EXERCISE BRIEF: Except for the pictures, retype the records that follow exactly.

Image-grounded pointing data

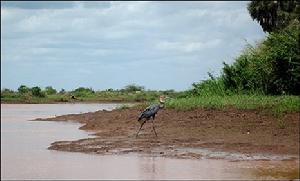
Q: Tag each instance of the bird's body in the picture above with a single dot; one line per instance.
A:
(149, 112)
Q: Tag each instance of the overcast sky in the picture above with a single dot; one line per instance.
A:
(159, 45)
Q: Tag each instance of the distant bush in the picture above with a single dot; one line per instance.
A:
(83, 92)
(272, 67)
(8, 93)
(36, 91)
(133, 88)
(23, 89)
(50, 90)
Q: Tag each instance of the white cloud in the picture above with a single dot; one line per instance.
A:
(187, 46)
(196, 36)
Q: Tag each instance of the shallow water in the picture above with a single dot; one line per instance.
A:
(24, 153)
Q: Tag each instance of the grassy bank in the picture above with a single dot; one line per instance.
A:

WRITTEN RESPONSE:
Q: Tag each instance of the bird's body in the picture above with a single dot; one line per instance.
A:
(149, 112)
Q: Tag each instance of the overcast sky in the picture above with a single dot; one line per instance.
A:
(159, 45)
Q: Tag each instance of the distant bush in the picture above with a single dot; one line per instance.
A:
(83, 92)
(272, 67)
(8, 93)
(36, 91)
(133, 88)
(23, 89)
(50, 90)
Q: Tag each instance of the white cloud in the picture above with a single dot; one line per instance.
A:
(187, 46)
(196, 36)
Q: Tag each instance of the shallow water in the picture above with a single dot; one line per instance.
A:
(24, 153)
Q: Tag each instance of the grassy bank in the picture above with a single dot; one line per instance.
A:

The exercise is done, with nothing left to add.